» **Istruzioni operative**: Presenti le righe di tutte le voci seguenti sotto forma di elenco numerato, tralasciando le righe vuote.

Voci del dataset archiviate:
###

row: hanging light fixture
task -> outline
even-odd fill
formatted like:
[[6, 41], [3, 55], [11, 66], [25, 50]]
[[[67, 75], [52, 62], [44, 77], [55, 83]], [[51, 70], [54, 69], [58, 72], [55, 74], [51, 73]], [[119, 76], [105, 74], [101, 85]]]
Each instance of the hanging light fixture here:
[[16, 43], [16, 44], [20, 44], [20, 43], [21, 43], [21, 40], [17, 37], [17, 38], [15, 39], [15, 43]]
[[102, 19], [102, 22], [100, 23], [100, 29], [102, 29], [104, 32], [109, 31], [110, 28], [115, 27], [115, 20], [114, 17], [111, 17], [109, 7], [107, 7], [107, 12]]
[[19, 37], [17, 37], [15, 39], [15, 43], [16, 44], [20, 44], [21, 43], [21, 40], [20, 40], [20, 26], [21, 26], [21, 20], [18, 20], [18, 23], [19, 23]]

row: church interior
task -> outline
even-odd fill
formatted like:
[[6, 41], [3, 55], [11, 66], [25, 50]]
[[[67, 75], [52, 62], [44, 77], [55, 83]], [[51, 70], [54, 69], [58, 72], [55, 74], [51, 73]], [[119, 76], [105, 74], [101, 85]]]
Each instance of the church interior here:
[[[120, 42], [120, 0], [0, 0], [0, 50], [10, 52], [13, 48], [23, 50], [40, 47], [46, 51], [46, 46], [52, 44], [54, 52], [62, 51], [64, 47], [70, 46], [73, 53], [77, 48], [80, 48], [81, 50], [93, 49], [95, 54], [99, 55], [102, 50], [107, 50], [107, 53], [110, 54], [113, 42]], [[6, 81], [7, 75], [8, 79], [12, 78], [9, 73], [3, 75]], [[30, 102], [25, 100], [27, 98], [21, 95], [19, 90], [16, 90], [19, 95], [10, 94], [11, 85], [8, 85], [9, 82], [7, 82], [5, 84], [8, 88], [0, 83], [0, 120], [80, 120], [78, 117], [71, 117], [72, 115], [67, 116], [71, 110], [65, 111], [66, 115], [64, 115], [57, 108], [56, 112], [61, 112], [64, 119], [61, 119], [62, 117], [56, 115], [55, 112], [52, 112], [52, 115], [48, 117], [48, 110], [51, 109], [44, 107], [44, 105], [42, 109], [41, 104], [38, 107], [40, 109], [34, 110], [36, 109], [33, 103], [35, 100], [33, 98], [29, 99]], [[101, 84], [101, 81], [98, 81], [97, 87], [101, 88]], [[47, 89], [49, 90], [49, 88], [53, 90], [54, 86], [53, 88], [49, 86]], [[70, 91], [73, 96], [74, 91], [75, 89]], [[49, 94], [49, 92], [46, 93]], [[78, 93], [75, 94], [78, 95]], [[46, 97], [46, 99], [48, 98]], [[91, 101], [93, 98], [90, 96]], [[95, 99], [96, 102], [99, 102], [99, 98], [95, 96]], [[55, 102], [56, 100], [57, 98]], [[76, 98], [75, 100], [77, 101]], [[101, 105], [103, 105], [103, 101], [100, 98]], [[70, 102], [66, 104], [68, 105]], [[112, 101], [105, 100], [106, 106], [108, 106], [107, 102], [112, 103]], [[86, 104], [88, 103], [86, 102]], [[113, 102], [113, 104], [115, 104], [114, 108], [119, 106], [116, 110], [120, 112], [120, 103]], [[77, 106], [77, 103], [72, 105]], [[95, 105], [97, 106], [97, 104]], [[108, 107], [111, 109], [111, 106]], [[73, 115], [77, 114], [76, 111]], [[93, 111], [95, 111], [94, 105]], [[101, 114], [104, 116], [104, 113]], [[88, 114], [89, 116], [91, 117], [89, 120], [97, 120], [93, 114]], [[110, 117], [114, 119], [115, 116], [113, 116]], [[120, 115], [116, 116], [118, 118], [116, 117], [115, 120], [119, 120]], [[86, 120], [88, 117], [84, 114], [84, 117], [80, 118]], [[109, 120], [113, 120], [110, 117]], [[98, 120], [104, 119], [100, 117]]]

###

» **Risposta**:
1. row: hanging light fixture
2. task -> outline
3. even-odd fill
4. formatted like:
5. [[6, 41], [3, 55], [11, 66], [25, 50]]
6. [[[67, 75], [52, 62], [44, 77], [55, 83]], [[51, 70], [54, 69], [58, 72], [55, 74], [51, 73]], [[119, 76], [105, 74], [101, 85]]]
7. Each instance of the hanging light fixture here:
8. [[16, 43], [16, 44], [20, 44], [20, 43], [21, 43], [21, 40], [17, 37], [17, 38], [15, 39], [15, 43]]
9. [[102, 19], [102, 22], [100, 23], [100, 29], [102, 29], [104, 32], [109, 31], [110, 28], [115, 27], [115, 20], [114, 17], [111, 17], [109, 7], [107, 7], [107, 12]]
10. [[19, 37], [17, 37], [15, 39], [15, 43], [16, 44], [20, 44], [21, 43], [21, 40], [20, 40], [20, 26], [21, 26], [21, 20], [18, 20], [18, 23], [19, 23]]
11. row: church interior
12. task -> outline
13. even-odd fill
14. formatted like:
15. [[6, 41], [3, 55], [11, 66], [25, 50]]
16. [[[67, 75], [52, 62], [44, 77], [55, 83]], [[51, 70], [54, 69], [58, 72], [55, 74], [51, 73]], [[119, 76], [105, 74], [101, 85]]]
17. Each instance of the church interior here:
18. [[[120, 42], [120, 0], [0, 0], [0, 50], [10, 52], [13, 48], [23, 50], [40, 47], [46, 51], [46, 46], [52, 44], [54, 52], [62, 51], [64, 47], [70, 46], [73, 53], [77, 48], [80, 48], [81, 50], [93, 49], [95, 54], [99, 55], [102, 50], [107, 50], [107, 53], [110, 54], [113, 42]], [[6, 81], [7, 75], [8, 79], [12, 78], [9, 73], [3, 75]], [[30, 102], [25, 100], [27, 98], [21, 95], [19, 90], [16, 90], [19, 95], [10, 94], [11, 85], [8, 85], [9, 82], [7, 82], [5, 84], [8, 88], [0, 83], [0, 120], [80, 120], [78, 117], [71, 117], [72, 115], [67, 116], [71, 110], [65, 111], [66, 115], [64, 115], [57, 108], [56, 112], [61, 112], [64, 119], [61, 119], [62, 117], [56, 115], [55, 112], [52, 112], [52, 115], [48, 117], [48, 110], [51, 109], [44, 107], [44, 105], [42, 109], [41, 104], [38, 107], [40, 109], [34, 110], [36, 109], [33, 103], [35, 100], [33, 98], [29, 99]], [[101, 84], [101, 81], [98, 81], [97, 87], [101, 88]], [[47, 89], [49, 90], [49, 88], [53, 90], [54, 86], [53, 88], [49, 86]], [[70, 91], [73, 96], [74, 91], [75, 89]], [[49, 94], [49, 92], [46, 93]], [[78, 93], [75, 94], [78, 95]], [[46, 97], [46, 99], [48, 98]], [[91, 101], [93, 98], [90, 96]], [[95, 99], [96, 102], [99, 102], [99, 98], [95, 96]], [[55, 102], [56, 100], [57, 98]], [[76, 98], [75, 100], [77, 101]], [[101, 105], [103, 105], [103, 101], [100, 98]], [[70, 102], [66, 104], [68, 105]], [[112, 101], [105, 100], [106, 106], [108, 106], [107, 102], [112, 103]], [[86, 104], [88, 103], [86, 102]], [[113, 102], [113, 104], [115, 104], [114, 108], [119, 106], [116, 110], [120, 112], [120, 103]], [[77, 106], [77, 103], [72, 105]], [[95, 105], [97, 106], [97, 104]], [[108, 107], [111, 109], [111, 106]], [[73, 115], [77, 114], [76, 111]], [[93, 111], [95, 111], [94, 105]], [[101, 114], [104, 116], [104, 113]], [[88, 114], [89, 116], [91, 117], [89, 120], [97, 120], [93, 114]], [[110, 117], [114, 119], [115, 116], [113, 116]], [[120, 115], [116, 116], [118, 118], [116, 117], [115, 120], [119, 120]], [[86, 120], [88, 117], [84, 114], [84, 117], [80, 118]], [[109, 120], [113, 120], [110, 117]], [[98, 120], [104, 119], [100, 117]]]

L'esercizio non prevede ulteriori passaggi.